_Assignment_:
Count every line in the entries that follow where the word "violet" appears, then state only the total.

_Dataset records_:
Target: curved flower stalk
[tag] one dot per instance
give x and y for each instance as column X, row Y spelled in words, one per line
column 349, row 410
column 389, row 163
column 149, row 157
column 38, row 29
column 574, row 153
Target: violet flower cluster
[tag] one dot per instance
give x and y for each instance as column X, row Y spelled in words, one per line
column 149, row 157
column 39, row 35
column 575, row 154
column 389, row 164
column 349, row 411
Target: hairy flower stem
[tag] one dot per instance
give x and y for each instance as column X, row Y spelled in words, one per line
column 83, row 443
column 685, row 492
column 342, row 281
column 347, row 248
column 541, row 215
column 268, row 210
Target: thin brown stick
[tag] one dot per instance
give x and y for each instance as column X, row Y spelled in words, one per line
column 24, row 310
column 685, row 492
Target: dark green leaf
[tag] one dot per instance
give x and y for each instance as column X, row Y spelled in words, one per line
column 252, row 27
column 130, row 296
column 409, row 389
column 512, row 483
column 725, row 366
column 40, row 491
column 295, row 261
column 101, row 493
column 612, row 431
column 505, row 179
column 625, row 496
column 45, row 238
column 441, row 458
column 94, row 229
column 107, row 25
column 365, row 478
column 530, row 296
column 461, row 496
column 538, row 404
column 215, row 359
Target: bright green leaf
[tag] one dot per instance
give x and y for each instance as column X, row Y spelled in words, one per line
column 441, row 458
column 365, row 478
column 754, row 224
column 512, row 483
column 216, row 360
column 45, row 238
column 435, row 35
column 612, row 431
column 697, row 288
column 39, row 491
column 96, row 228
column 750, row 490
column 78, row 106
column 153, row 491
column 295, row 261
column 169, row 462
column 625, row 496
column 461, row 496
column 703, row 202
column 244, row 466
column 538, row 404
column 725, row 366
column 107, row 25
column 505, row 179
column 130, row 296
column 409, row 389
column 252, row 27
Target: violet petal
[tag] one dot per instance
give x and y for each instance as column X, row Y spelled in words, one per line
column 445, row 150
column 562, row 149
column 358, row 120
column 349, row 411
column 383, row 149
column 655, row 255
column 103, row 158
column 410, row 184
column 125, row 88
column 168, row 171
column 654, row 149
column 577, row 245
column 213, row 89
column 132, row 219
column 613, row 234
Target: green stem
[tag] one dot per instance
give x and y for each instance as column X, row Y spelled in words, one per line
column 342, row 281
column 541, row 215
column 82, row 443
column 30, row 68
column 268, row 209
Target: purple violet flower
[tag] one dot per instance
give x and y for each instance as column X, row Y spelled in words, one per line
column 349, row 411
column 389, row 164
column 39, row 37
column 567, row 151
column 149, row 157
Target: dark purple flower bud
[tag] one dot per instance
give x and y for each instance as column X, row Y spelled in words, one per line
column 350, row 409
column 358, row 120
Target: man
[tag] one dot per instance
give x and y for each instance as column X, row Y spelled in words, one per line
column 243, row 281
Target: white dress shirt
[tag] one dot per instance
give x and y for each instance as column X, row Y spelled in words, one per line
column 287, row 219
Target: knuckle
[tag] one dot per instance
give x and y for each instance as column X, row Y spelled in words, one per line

_Answer area_:
3